Written problem 1
Render this sentence from the sermon on Jesus' family into Spanish: "Jesus’ family seems to be embarrassed by him."
Written problem 2
Write the next passage of the sermon on Jesus' family, starting right after its final sentence.

The scribes had the power of the written Law, but Jesus, who was trained in the Law and loved the Law, took it a step further: he put the essence of the Law into action by healing and restoring those who were suffering.


The scribes, along with the Pharisees, get a lot of flack in our gospels, and rightfully so. But do you know who’s just as worried about Jesus’ actions in today’s pericope? Well, it says, “When Jesus’ family heard it, they went out to restrain him, for people were saying, ‘He has gone out of his mind.’”


Jesus’ family seems to be embarrassed by him. We need to reign him in, they say, because people are talking. He’s not acting “normal.” If he keeps acting this way, what will people think of us?



Lately, I’ve been a little obsessed with the 14th century German mystic and scholar Meister Eckhart. I’ve been reading his Talks of Instruction every morning before my meditation time. His teachings are almost Zen, though still thoroughly Christian. I read this the other day: “One should be, as our Lord said, ‘like people always on the watch, expecting their Lord.’ Expectant people are watchful, always looking for the God they expect, always ready to find God in whatever comes along; however strange it may be, they always think God might be in it.”


However strange it may be, they always think God might be in it. Jesus’ family was not looking expectantly for God when they heard about his sensational ministry. In fact, they were basically saying, “stop acting like a weirdo, you’re making us look bad!” I do believe, though, that concern for Jesus was their intention. Because there is safety in not being strange, safety in acting “normal,” safety in not sticking out from the crowd.


I think that’s usually at the heart of parents’ concerns when their child goes to school all gothed out in black: black clothes, black fingernails, black lipstick, dyed black hair. Or when their teenage daughter cuts off all her hair and starts wrapping her breasts so her chest is flatter and asks to be called Chris instead of Christina. Or when their son is on the front line of protests every night.


Just act normal so you’ll be safe! they’re thinking.


But the thing is, Jesus’ ministry wasn’t a ministry of staying safe, staying comfortable, not sticking out. If it was, imagine all the people then and throughout the centuries who wouldn’t have been healed, who wouldn’t have found hope in their despair.


Jesus’ ministry was about healing and restoring people to the fullness of who they are. He never purposely put himself in harm’s way, but he refused to sacrifice his values, he refused to suppress the fullness of who he was, for the sake of safety, for the sake of comfort, his or others’.


Those kids I mentioned before are doing the same thing. They’re learning about the fullness of who they are and what they believe, and they’re willing to stick out, to be strange, to risk ridicule and sometimes even harm to do so. Their exploration might shift and evolve, but the process is one of growing into the fullness of how God created them.

Records
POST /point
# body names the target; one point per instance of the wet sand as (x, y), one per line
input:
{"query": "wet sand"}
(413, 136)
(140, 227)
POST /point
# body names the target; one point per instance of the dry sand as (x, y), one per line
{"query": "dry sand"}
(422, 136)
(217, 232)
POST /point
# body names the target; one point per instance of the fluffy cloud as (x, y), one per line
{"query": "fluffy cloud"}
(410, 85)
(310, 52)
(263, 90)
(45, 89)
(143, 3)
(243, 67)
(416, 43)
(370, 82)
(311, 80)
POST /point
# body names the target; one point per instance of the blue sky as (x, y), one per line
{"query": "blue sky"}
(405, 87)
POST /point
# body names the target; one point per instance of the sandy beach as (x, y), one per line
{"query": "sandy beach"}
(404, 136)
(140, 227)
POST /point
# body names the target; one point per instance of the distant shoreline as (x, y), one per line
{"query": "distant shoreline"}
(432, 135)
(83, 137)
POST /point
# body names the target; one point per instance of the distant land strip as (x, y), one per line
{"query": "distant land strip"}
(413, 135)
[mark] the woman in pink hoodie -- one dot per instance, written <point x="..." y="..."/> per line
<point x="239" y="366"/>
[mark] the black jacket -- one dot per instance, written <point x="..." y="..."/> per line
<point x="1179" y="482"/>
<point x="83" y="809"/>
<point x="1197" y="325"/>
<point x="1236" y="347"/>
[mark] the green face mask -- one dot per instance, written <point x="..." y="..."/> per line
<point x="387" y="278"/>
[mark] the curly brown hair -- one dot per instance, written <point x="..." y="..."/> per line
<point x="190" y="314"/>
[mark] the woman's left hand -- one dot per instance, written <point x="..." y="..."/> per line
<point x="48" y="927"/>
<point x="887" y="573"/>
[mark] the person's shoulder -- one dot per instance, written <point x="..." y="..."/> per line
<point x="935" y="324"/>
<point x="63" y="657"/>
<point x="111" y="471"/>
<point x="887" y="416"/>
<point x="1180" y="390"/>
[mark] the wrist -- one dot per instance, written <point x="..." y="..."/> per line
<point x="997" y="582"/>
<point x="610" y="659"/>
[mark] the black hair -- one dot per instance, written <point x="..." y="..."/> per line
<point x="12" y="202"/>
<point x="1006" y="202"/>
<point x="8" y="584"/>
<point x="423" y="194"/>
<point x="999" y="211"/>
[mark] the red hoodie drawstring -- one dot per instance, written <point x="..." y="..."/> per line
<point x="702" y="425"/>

Written response 1
La familia de Jesús parece estar avergonzada de él.

Written response 2
It makes me wonder if our original sin is expecting people to be the same as we are, making up a “norm” and then persecuting anyone who falls outside that imaginary norm. It’s what happened to Jesus.



I came out in 1999 when I was in college. I went to school in Connecticut, a pretty progressive place, but even there I was careful about where I would hold my girlfriend’s hand in public. Once on campus, someone threw a half eaten apple at us from a dorm window. Another time, during New Haven Pride, I was walking down the street with a group of pretty conspicuously gay friends, and a truck drove by and sprayed us with paintballs. It was all a little unsettling, but I know it could have been a lot worse.


Matthew Shepard, the man who in 1998 was beaten for being gay, tied to a fence on a cold, snowy night, and left there to die, was from my hometown. He was two years older than me and went to the rival high school across town.


In that time, it was common for the LGBTQ+ community to refer to one another as family. So if someone said, “oh yeah, my cousin is family,” they didn’t mean literally, they meant, “oh yeah, they’re gay, too.” If I saw a person on the street with, uh, particular features, I’d nudge my girlfriend and say, “there’s some family.” Admittedly, it was mostly based in stereotypes, and a lot of those stereotypes have faded since.


A lot has changed in those 25 years, but the one thing I miss is referring to complete strangers as family. Now that I’m thinking about it, it was a way of identifying people who lived in the same precarious state. We never knew how close to danger we were, but we knew it was always around somewhere. Identifying fellow queer folks as family was a way of saying, I see you bravely expressing the fullness of God in you, and I’ve got your back if anything happens.


It reminds me of something we heard today:


“Who are my mother and my brothers?” Jesus said. And looking at those who sat around him, he said, “Here are my mother and my brothers! Whoever does the will of God is my brother and sister and mother.”


Jesus isn’t diminishing what family means but lifting all who do the will of God to the level of family.


It takes me back to that Meister Eckhart quote: “Expectant people are watchful, always looking for the God they expect, always ready to find God in whatever comes along; however strange it may be, they always think God might be in it.”


Maybe that’s what family means: looking for God in whoever comes along, however strange they may be. And we’re all strange somehow to someone.


Maybe Jesus is inviting us all to adopt that long-lost habit of the queer community and broadening it, nodding at anyone who seems strange to us, who sticks out from the “norm,” and saying, “there’s some family.”


Amen.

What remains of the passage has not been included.